SHORT PROBLEM:
Copy every line of the data from the one containing "Expected: for the green" through the end of the data, requests included, multiplying each x and y coordinate in the answers by 1.65. Round the results to whole numbers, with halves rounded up.

(Rows from an object pointing dataset)

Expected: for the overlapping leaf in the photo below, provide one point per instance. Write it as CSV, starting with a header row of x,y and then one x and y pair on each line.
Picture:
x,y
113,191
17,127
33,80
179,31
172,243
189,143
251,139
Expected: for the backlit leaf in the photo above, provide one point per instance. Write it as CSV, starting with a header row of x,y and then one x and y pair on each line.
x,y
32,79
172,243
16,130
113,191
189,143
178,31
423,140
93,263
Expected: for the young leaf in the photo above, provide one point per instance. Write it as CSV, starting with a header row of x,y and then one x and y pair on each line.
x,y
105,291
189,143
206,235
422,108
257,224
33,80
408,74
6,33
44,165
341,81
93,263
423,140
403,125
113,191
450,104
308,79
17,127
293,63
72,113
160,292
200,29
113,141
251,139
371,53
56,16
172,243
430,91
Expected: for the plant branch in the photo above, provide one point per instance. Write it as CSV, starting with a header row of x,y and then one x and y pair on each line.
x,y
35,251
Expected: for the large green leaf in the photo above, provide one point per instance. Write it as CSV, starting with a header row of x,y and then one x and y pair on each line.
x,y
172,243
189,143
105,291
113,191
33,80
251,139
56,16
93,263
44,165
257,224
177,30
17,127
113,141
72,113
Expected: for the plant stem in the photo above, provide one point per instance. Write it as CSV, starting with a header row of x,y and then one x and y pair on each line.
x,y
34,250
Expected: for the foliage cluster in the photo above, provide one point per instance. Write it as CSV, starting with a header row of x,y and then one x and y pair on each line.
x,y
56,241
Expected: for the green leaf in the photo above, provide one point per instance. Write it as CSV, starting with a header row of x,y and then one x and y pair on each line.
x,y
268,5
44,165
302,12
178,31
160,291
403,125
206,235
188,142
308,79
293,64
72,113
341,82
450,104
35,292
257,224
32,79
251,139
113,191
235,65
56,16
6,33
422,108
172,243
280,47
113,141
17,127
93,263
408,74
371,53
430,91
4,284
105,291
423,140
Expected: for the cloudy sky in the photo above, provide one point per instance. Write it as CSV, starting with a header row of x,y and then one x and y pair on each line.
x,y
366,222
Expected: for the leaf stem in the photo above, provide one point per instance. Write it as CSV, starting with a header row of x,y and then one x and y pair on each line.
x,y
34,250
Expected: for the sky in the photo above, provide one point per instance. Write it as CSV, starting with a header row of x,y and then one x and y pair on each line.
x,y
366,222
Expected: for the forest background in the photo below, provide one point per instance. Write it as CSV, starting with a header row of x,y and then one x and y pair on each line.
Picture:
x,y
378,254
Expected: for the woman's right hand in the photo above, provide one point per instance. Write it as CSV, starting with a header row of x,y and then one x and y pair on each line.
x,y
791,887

WRITTEN SOLUTION:
Expected: for the green leaf in the photo above, provide one point per instance. Write it as CSV, starting with a header row of x,y and then one x and y pair on each line.
x,y
442,8
73,272
498,20
294,51
264,480
665,206
340,388
310,234
508,130
483,106
119,186
563,135
743,172
58,482
424,370
53,130
414,229
186,315
388,107
92,26
10,54
696,178
284,401
462,78
186,233
28,210
153,434
673,122
612,87
710,150
7,469
173,480
698,231
Expected: for the cloudy sky in the photo above, provide one point per instance. Write it as CSV, starting with a header row of x,y and then one x and y pair on each line.
x,y
604,366
Expected: for the leaf stem in the photo above, provide one point per instance. Write it as CSV, starting with a header row of x,y and then one x and y pair on each line.
x,y
56,413
Expected: for the sky in the photo above, provide one point per instance. Write it as CSV, starting with a header row of x,y and then one x and y pair on each line.
x,y
604,366
Expected: for the forest background in the photo below, provide one point per instance. Write it as CSV, starting with a header row of x,y and then one x and y pair on each line.
Picture:
x,y
624,419
Expected: for the woman's right hand in the photo above, provide one point per instance. Write it as CSV, starting with a header row of x,y and then one x and y pair on each line.
x,y
1305,1464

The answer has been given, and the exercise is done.